__Da fare__
• 1. Scrivi tutti i nomi di luoghi geografici presenti nel testo sul bilancio della Regione Piemonte. Ripeti ogni nome una volta sola.
• 2. Prosegui il testo sul bilancio regionale e sulla sanità in Piemonte partendo da dove si interrompe.

__Testo fornito__
Se fra due anni, facciamo la somma delle spese fisse della Regione Piemonte, cioè quelle in politiche, quelle che chiunque vinca deve pagare e le spese sanitarie arriveremo alla totalità del bilancio regionale. Su questo delle riflessioni vanno fatte, ma non vengono fatte.
Qual è la soluzione che indichiamo? Noi crediamo che un miglioramento investendo nella sanità faccia sì che, per esempio, la nostra Regione non chiuda a meno venti milioni il bilancio fra piemontesi che si curano fuori Regione e cittadini italiani che vengono a curarsi in Piemonte, ma faccia per esempio, il più quattrocento che ha fatto la Lombardia nell'anno scorso.
Perché noi abbiamo, soprattutto e purtroppo, dal Centro-Sud milioni di persone che fanno mobilità passiva. Noi non sappiamo intercettare la modalità attiva che è pari a quella della mobilità passiva che abbiamo all'interno della nostra regione.

__Righe fornite__
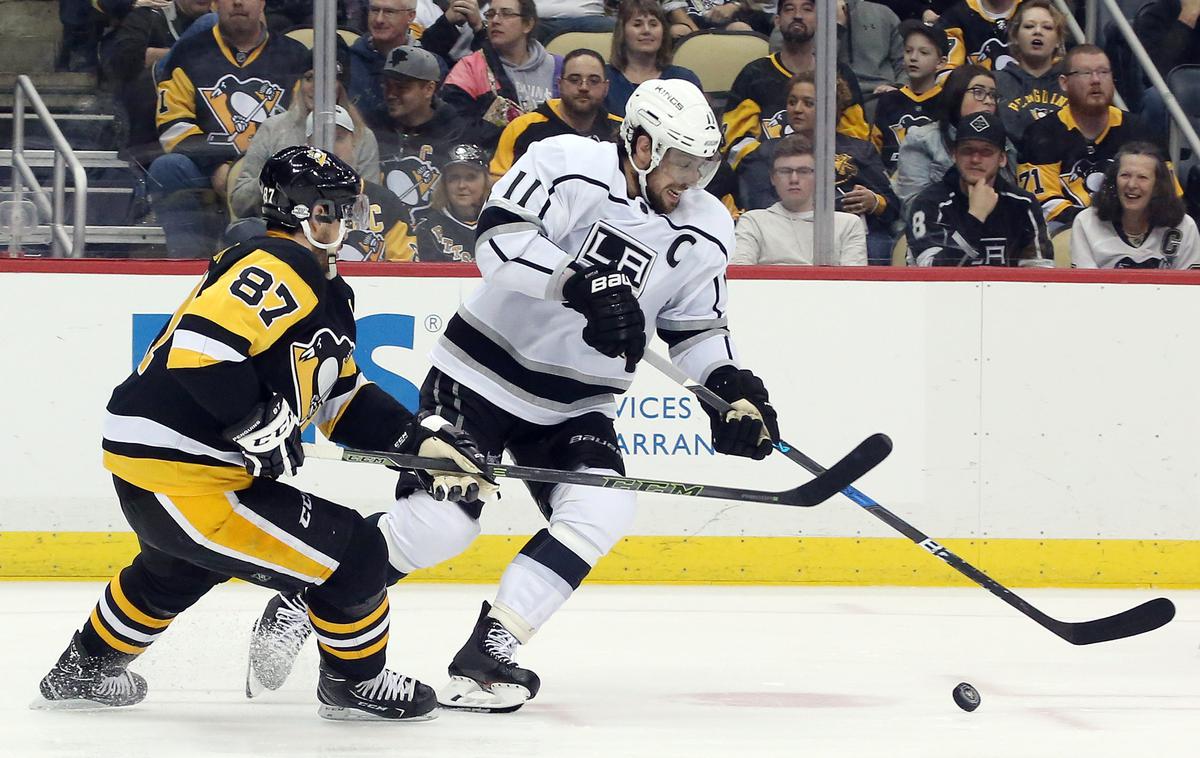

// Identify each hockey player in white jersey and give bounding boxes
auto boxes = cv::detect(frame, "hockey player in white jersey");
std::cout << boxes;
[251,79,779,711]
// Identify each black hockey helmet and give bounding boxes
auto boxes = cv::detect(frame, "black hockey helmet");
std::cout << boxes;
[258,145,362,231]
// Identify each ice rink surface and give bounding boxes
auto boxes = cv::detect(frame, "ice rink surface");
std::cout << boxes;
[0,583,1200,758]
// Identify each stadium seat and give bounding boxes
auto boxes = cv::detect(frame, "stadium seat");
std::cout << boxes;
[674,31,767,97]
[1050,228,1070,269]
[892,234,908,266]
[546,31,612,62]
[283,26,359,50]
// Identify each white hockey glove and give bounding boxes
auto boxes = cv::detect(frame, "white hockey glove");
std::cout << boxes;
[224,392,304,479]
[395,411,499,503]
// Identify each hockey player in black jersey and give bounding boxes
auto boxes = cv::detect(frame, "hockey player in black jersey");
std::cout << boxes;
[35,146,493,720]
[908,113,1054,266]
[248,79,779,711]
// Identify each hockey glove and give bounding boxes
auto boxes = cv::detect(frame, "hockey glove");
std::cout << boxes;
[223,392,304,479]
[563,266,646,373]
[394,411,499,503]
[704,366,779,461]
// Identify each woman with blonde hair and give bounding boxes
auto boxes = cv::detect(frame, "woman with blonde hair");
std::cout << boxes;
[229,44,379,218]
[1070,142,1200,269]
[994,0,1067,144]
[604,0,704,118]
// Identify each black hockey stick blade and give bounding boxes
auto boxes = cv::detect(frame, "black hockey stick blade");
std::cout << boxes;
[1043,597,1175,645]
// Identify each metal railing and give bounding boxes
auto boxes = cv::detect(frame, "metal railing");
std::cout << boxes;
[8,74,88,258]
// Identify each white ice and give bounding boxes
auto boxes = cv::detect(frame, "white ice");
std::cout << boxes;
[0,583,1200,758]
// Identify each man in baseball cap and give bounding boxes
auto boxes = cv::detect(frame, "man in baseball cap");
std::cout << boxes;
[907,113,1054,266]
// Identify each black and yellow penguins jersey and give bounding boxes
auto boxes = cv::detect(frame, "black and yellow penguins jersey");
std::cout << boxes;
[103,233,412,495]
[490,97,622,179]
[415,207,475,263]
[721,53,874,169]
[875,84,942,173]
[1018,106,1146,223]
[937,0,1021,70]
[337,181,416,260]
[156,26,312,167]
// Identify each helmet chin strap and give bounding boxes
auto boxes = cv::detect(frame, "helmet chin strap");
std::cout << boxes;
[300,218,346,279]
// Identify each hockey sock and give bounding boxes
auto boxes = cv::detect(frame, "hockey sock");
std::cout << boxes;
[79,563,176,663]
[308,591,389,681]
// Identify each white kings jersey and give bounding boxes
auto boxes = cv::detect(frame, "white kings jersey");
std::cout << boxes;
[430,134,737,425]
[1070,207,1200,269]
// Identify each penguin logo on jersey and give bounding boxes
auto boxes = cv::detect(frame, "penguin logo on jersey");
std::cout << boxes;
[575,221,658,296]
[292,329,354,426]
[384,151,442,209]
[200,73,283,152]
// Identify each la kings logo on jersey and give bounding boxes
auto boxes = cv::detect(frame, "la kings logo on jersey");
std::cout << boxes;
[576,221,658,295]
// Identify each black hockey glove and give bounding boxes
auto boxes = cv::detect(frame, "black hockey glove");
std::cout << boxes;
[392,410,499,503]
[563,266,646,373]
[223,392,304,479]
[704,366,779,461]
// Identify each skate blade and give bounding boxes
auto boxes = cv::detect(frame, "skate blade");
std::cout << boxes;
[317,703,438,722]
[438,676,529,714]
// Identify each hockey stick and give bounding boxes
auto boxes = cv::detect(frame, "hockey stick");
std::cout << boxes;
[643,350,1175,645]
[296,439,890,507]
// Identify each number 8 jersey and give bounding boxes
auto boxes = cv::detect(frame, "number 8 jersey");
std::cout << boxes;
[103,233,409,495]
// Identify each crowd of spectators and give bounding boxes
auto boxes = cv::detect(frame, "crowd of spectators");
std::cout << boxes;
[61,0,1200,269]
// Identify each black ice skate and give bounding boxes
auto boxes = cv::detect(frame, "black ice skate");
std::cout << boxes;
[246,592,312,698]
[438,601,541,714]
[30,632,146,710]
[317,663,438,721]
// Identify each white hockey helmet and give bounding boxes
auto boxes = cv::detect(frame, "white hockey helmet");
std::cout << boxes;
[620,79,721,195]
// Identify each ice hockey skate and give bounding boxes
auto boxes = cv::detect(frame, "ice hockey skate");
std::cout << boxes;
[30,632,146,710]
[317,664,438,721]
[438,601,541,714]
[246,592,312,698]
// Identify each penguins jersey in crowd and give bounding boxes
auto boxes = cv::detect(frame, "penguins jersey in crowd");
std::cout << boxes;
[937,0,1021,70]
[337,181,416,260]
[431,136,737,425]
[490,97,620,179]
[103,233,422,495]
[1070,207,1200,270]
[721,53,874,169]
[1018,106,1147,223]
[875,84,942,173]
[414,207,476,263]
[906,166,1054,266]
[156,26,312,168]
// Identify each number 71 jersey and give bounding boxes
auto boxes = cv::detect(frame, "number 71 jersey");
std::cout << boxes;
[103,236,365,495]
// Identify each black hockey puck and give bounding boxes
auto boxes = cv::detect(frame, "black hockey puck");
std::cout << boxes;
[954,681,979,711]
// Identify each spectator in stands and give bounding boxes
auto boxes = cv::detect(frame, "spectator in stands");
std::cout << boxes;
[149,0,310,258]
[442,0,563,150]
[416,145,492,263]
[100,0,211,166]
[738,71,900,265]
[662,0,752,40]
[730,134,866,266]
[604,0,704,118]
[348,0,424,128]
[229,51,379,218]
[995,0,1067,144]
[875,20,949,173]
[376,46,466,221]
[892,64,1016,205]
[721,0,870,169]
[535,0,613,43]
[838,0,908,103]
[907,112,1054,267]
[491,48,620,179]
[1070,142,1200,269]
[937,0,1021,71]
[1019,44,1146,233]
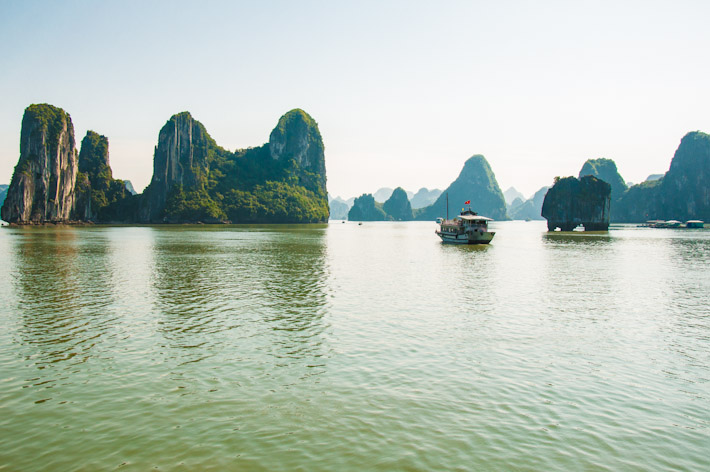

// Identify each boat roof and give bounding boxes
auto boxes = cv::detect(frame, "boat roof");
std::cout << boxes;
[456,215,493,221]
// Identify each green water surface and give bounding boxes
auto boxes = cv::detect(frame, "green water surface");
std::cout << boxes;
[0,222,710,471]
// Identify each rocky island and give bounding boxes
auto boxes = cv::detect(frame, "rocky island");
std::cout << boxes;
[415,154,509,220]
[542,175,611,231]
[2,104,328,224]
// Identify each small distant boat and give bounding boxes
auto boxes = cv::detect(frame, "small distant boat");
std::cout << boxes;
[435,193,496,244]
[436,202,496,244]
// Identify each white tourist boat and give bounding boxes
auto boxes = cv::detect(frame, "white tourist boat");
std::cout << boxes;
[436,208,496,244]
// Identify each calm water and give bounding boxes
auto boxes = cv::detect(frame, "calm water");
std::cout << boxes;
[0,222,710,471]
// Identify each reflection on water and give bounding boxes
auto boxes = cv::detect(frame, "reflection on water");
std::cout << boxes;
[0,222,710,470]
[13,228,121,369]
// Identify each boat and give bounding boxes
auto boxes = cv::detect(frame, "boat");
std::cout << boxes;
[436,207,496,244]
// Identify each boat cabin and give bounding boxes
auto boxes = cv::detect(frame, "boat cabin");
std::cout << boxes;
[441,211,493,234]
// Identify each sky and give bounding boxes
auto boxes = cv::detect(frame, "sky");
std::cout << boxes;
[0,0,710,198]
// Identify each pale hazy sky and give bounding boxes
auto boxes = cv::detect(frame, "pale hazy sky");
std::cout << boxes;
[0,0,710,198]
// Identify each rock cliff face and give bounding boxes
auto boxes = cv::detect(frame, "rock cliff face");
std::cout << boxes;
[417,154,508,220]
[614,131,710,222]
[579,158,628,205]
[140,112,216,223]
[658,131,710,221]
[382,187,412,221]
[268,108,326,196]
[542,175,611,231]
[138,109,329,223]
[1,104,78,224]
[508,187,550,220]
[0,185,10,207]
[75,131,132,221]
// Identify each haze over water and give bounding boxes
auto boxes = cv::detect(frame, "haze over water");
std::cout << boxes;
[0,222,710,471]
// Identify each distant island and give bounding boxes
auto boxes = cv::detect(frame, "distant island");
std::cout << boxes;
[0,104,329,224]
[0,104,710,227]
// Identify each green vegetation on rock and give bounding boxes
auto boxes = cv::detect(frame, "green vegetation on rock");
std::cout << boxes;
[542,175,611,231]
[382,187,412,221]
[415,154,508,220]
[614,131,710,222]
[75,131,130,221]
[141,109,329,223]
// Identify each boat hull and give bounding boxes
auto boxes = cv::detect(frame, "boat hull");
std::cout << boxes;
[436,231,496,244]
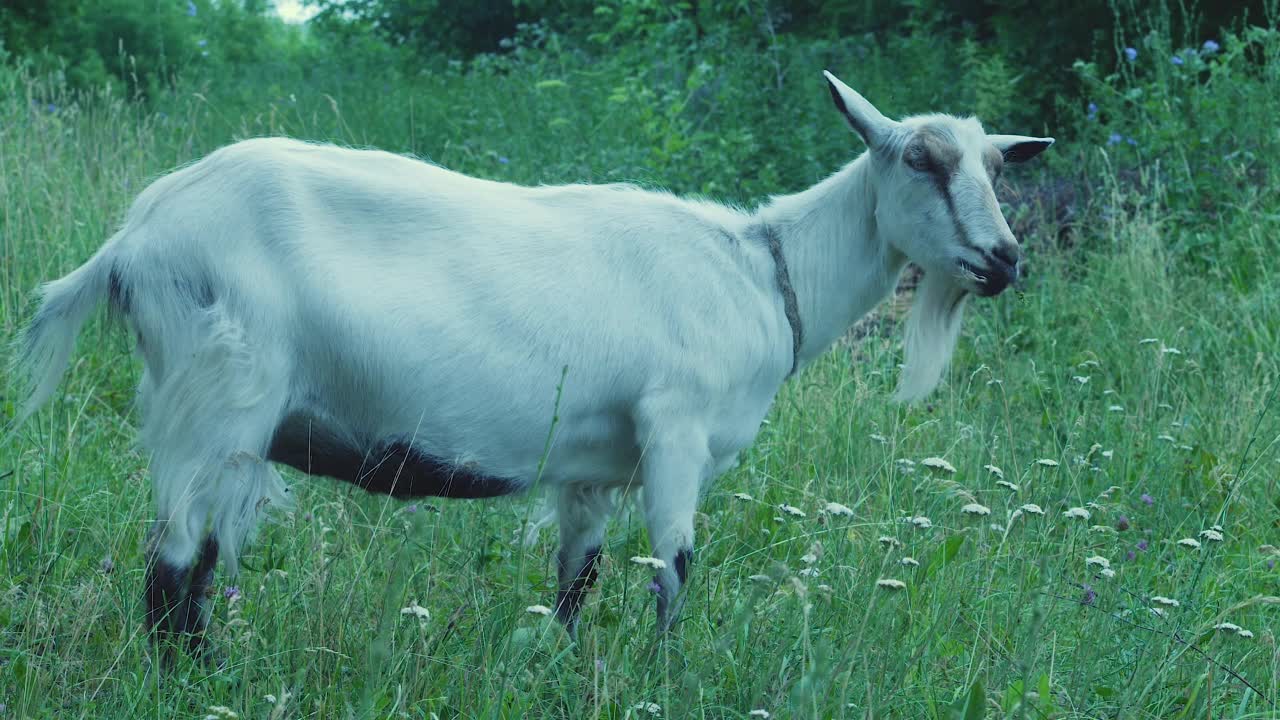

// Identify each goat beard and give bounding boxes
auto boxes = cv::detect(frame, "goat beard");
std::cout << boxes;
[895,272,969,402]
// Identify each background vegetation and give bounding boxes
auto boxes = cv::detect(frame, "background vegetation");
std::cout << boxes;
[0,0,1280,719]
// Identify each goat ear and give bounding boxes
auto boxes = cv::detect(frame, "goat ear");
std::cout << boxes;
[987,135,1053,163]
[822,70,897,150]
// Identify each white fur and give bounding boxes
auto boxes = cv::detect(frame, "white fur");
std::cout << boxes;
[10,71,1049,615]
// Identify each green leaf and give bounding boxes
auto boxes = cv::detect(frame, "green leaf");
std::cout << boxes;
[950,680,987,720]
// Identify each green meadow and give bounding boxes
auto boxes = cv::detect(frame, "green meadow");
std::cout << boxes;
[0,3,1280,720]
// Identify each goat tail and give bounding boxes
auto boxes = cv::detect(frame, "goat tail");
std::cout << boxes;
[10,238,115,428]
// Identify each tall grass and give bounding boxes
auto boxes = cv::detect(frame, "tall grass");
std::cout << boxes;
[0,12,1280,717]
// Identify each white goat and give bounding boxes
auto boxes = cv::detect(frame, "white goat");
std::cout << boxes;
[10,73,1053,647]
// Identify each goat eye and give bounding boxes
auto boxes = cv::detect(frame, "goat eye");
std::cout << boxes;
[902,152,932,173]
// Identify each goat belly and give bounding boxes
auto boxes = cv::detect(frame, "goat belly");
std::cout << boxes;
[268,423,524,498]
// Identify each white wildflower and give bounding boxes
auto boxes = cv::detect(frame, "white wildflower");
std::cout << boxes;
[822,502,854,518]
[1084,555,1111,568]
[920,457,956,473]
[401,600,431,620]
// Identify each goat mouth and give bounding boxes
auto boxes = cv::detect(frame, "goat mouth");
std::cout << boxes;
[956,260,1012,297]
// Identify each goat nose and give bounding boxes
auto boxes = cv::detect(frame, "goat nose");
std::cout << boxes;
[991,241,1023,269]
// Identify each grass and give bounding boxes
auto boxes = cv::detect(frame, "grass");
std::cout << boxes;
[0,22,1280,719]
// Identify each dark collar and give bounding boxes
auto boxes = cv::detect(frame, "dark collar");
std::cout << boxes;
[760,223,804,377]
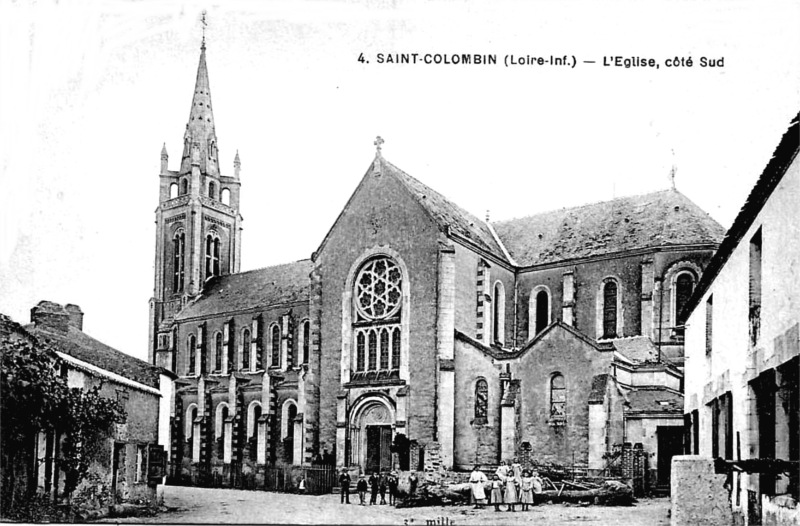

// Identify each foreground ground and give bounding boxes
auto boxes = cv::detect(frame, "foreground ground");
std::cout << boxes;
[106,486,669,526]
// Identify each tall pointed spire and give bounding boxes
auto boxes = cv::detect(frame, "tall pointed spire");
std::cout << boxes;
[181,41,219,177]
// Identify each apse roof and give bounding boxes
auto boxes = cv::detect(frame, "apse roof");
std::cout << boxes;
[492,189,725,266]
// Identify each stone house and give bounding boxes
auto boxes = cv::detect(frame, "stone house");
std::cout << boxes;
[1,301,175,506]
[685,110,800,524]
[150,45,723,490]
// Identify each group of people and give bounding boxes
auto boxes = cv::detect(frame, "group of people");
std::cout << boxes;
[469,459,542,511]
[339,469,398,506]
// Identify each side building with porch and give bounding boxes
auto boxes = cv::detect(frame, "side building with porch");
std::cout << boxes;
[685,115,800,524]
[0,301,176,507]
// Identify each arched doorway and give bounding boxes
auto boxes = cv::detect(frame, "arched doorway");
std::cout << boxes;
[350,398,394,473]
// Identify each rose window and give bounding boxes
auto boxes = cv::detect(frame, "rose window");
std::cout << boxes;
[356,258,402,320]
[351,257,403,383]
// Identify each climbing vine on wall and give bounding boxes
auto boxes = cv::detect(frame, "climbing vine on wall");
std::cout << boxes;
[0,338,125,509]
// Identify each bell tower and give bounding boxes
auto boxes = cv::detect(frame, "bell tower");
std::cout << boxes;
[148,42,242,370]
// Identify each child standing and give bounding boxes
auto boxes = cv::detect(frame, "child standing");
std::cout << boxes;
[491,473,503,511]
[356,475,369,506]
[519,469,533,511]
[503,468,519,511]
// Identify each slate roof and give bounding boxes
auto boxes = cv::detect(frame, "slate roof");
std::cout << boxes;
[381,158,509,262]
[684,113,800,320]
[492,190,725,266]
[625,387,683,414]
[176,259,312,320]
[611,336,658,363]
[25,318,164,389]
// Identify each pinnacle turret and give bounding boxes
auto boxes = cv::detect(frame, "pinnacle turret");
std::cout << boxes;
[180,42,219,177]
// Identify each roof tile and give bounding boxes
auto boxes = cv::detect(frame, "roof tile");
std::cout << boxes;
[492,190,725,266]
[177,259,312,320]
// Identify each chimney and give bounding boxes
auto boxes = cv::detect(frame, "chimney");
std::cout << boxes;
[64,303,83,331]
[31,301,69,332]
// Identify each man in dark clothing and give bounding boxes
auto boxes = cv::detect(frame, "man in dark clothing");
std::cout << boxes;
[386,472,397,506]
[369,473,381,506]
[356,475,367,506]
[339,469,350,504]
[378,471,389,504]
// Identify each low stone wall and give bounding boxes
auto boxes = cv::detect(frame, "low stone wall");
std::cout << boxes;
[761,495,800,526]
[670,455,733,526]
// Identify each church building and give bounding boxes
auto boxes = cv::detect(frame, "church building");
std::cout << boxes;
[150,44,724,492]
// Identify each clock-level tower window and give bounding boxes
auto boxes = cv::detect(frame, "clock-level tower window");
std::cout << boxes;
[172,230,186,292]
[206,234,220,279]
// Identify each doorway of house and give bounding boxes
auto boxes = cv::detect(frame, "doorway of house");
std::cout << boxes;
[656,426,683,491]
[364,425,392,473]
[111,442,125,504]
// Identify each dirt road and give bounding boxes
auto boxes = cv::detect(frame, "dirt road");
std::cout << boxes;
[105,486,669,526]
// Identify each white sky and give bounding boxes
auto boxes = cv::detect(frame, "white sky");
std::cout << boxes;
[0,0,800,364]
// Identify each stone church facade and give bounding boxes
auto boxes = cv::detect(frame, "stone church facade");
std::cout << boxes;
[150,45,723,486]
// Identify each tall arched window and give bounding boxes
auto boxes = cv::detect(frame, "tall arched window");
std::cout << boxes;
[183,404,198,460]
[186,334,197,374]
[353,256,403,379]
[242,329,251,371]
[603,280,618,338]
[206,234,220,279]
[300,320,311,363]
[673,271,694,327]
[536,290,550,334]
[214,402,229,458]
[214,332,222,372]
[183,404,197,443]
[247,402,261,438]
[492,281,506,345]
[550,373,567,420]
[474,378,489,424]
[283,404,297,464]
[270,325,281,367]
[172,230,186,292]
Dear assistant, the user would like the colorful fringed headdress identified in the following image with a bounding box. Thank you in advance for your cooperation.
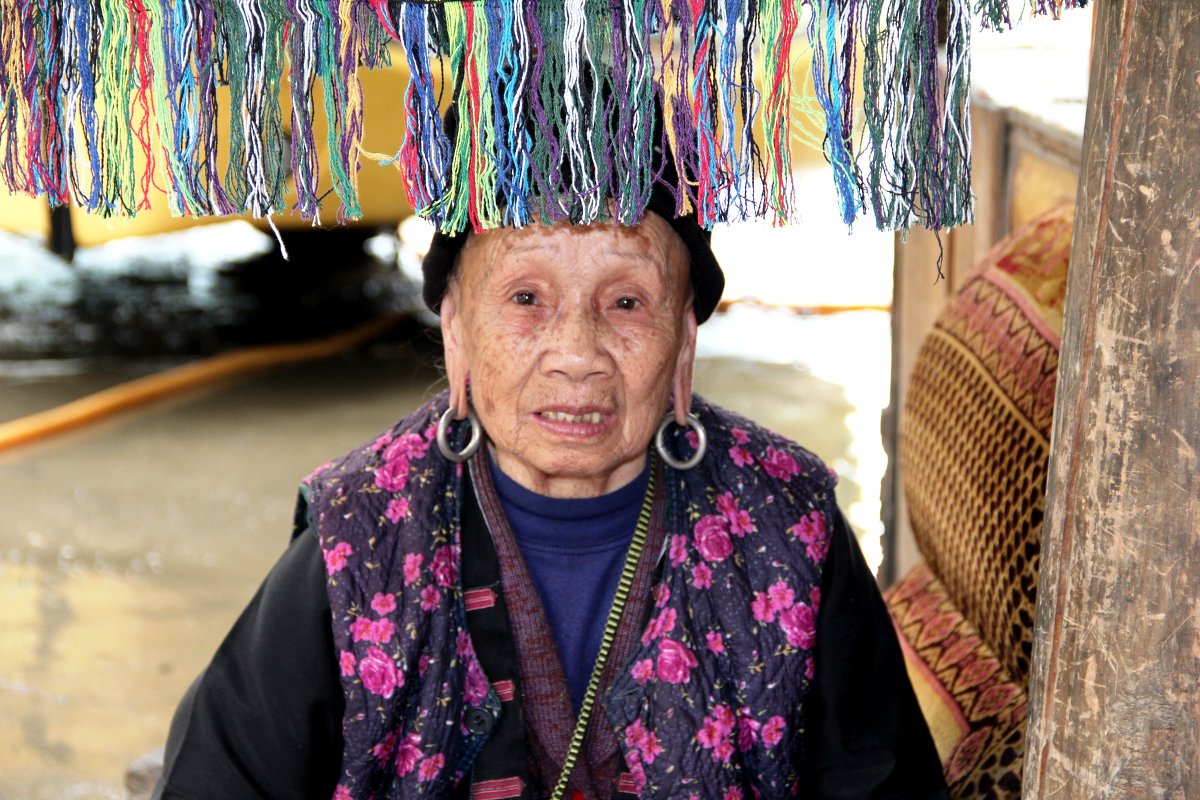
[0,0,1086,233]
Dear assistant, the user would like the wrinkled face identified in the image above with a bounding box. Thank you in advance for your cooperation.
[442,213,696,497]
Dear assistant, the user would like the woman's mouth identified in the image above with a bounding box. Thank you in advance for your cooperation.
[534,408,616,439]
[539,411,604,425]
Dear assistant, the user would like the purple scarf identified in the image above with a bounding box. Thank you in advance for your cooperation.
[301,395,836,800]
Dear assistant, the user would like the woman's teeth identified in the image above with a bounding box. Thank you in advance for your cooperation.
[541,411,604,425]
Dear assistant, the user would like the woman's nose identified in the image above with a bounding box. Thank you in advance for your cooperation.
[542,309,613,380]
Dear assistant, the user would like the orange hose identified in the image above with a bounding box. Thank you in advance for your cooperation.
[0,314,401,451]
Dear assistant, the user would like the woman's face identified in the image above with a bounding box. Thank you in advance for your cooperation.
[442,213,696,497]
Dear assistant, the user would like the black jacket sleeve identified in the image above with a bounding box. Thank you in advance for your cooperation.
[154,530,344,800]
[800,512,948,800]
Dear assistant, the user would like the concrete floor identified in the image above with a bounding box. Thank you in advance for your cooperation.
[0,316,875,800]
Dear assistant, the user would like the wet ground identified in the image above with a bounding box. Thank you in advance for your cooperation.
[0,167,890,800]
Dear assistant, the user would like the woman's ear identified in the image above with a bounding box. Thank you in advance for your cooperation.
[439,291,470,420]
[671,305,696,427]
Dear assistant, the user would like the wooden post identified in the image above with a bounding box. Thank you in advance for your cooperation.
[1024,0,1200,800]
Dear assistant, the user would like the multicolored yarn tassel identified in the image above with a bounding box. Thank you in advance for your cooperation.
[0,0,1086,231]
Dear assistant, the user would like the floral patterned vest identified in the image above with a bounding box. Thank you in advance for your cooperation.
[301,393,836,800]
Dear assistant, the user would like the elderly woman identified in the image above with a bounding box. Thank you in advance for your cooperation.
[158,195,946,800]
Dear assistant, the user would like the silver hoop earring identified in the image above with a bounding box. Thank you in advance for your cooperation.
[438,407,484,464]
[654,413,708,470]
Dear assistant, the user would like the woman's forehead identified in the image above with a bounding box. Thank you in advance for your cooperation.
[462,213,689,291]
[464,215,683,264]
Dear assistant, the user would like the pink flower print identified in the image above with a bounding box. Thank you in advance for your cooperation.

__Risposte scritte__
• 1. Piemonte, Lombardia, Centro-Sud

• 2.
Ma, così come, vi era - lo dico, soprattutto, ai colleghi che erano già presenti nella precedente legislatura e lo dico da lettore dei verbali e della stampa dell'epoca - un piccolo periodo, che peraltro riprendeva quello che era un programma di Governo, sul controllo di gestione. Dove si dicevano alcune cose - secondo noi insufficienti, perché c'era ancora il rischio dell'autoreferenzialità - come: "È necessaria la predisposizione di un Testo Unico dei principi contabili per la tenuta della contabilità dell'ASL per la predisposizione dei bilancio annuali".
Questo era l'unico periodo di dodici righe relativo al controllo di gestione, ma che all'interno di questo Piano Sanitario non c'è più. Se ci fosse il collega Saitta e molti altri colleghi, che con lui hanno fatto la battaglia, scritto libri e fatto conferenze! Credo che ci sia qualcosa di diverso perché è un po' anomalo, quando si è all'opposizione, pretendere il controllo di gestione e, quando si è in maggioranza, dire nessuno controlla. È difficile controllare.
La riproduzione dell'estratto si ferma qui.